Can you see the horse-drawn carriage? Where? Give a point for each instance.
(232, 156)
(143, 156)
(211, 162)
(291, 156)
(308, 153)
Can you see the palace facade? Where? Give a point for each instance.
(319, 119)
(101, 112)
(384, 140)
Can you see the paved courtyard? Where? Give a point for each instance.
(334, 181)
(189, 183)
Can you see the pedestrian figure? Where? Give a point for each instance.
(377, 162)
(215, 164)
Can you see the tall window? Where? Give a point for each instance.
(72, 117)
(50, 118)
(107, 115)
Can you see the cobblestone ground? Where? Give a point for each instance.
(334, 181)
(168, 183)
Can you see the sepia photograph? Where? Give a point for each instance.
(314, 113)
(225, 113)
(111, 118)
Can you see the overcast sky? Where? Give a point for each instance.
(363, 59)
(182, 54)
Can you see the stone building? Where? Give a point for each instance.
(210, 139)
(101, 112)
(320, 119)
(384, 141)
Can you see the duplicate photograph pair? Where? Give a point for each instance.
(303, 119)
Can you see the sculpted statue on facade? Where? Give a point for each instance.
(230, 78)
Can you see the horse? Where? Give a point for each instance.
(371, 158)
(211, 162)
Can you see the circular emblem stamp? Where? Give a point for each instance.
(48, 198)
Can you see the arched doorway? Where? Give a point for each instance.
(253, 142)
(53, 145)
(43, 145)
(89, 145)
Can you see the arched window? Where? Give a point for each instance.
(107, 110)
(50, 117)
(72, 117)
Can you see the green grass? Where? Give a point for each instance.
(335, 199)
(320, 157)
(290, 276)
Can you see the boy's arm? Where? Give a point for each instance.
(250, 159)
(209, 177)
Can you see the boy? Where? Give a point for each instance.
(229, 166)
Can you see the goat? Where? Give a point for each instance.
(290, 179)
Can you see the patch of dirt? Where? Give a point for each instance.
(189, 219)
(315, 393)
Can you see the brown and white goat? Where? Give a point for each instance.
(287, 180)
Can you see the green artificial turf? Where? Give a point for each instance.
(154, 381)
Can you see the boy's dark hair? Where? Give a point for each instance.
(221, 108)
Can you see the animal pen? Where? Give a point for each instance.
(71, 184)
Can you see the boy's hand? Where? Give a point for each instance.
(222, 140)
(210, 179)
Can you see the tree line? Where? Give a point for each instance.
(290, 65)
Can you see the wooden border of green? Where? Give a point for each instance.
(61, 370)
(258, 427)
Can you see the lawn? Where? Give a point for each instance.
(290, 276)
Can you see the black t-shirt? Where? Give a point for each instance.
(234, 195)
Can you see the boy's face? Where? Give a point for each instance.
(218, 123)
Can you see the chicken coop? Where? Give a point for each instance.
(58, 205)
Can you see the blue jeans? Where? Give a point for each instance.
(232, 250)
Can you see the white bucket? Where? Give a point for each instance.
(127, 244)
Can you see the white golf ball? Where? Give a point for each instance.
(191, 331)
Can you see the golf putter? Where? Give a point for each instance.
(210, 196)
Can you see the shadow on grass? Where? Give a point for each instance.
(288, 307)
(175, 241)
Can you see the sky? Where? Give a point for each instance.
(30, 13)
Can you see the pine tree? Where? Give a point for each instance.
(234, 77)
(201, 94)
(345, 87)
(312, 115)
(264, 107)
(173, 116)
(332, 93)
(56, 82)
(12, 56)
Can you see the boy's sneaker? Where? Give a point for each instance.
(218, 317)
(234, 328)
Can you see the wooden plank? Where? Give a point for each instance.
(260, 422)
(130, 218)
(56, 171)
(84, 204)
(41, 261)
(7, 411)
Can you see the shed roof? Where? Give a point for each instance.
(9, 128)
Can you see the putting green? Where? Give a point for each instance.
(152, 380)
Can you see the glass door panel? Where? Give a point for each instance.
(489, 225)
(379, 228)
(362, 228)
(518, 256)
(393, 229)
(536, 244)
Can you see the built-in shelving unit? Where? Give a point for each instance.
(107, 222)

What this task involves:
Can you reproduce every one of the records above, word for word, with nothing changed?

Task output:
Can you see the horse-drawn carriage? Where? Give a point for each instance.
(232, 156)
(143, 156)
(211, 162)
(291, 156)
(308, 153)
Can you see the palace facade? Where? Give a point for each instance.
(319, 119)
(101, 112)
(384, 140)
Can you see the paved courtyard? Where? Give a point for each instance.
(334, 181)
(189, 183)
Can you see the pedestrian figure? Where? Give a point for each instance.
(377, 162)
(215, 164)
Can you see the tall window? Where? Give a point for each instance.
(72, 117)
(50, 118)
(107, 115)
Can you see the cobblestone ground? Where? Give a point for each instance.
(334, 181)
(168, 183)
Can you see the sepia photograph? Where? Give a point for each instance.
(314, 113)
(225, 113)
(111, 118)
Can you see the overcast sky? Where? Give a point for each instance.
(363, 59)
(182, 54)
Can you see the stone building? Where? Give a point for each instance.
(210, 139)
(101, 112)
(320, 119)
(384, 141)
Can you see the duplicate photograph pair? Where? Give a point for each instance.
(303, 119)
Can you see the sculpted statue on facade? Where? Give a point for each instance.
(230, 78)
Can you see the horse? Where? Give a point for each instance.
(371, 158)
(211, 162)
Can you see the circular emblem stamp? Where? Give a point for each instance.
(48, 198)
Can you see the arched doorway? Where? Give a point for each instance.
(253, 142)
(53, 145)
(43, 145)
(89, 145)
Can you see the arched window? Where? Give a point for each instance.
(107, 110)
(50, 117)
(72, 117)
Can you see the green grass? Where? Give a point for each instance.
(335, 199)
(320, 157)
(290, 276)
Can you see the boy's arm? Where? Give a point for each instance.
(250, 159)
(209, 177)
Can you see the boy? Where? Give a point for each instance.
(229, 166)
Can you see the goat? Where? Give a point for each instance.
(290, 179)
Can you see the patch of dirt? Where? Give a point for each instance.
(189, 219)
(315, 393)
Can you see the brown and white goat? Where? Give a point for each instance.
(287, 180)
Can you see the green artificial turf? Where? Give a point for each instance.
(154, 381)
Can you see the boy's dark hair? Where? Give a point for each instance.
(221, 108)
Can you see the animal pen? Where? Give a point for each instance.
(71, 184)
Can you see the boy's hand? Where? Give a point for each instance.
(222, 140)
(210, 179)
Can you see the tree line? Where? Give a point for each instance.
(290, 65)
Can you see the wooden border of green? Where? Give a point for each instance.
(61, 370)
(258, 427)
Can you see the lawn? Where? Give a point for each instance.
(290, 276)
Can you see the black t-shirt? Where? Give a point for each instance.
(234, 195)
Can you see the boy's face? Where? Give a point for each instance.
(218, 123)
Can you see the chicken coop? Where? Give a point for each instance.
(58, 205)
Can you see the blue jeans? Where? Give a point for each instance.
(232, 250)
Can you see the white bucket? Where? Give a point for each instance.
(127, 244)
Can you see the white golf ball? Where? Give a point for each instance.
(191, 331)
Can you see the golf putter? Where? Give a point for each instance.
(210, 196)
Can you see the shadow on grass? Where? Give a point for each instance.
(288, 307)
(175, 241)
Can you see the sky? Where? Give a point for each instance.
(30, 13)
Can you see the pine tree? Where? Give a point for each instance.
(234, 77)
(201, 94)
(345, 87)
(312, 115)
(264, 107)
(173, 116)
(332, 93)
(56, 82)
(12, 56)
Can you see the boy's sneaker? Where? Give a point for each instance.
(218, 317)
(234, 328)
Can you see the wooden plank? Where? Give a point for each instance.
(260, 422)
(130, 218)
(56, 171)
(84, 204)
(41, 261)
(7, 411)
Can you see the shed roof? Where? Give a point for each instance.
(9, 128)
Can you see the putting green? Where? Give a point for each instance.
(152, 380)
Can you see the glass door panel? Where? Give a point for each instance.
(489, 225)
(379, 228)
(362, 228)
(518, 256)
(393, 229)
(536, 244)
Can you see the built-in shelving unit? Where? Give a point for each instance.
(107, 222)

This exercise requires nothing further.